• [Exercise description]
Render the lines below as a numbered list, omitting any blank lines.
[START Data extract]
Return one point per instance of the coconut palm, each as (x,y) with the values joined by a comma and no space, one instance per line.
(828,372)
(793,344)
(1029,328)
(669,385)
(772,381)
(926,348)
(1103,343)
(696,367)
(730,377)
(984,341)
[END Data extract]
• [Written solution]
1. Return one point per instance of the coconut palm, each as (x,y) with the values joined by a comma and no space, one instance per line.
2. (828,372)
3. (793,344)
4. (1029,328)
5. (669,385)
6. (772,381)
7. (926,348)
8. (1103,343)
9. (696,367)
10. (730,377)
11. (984,341)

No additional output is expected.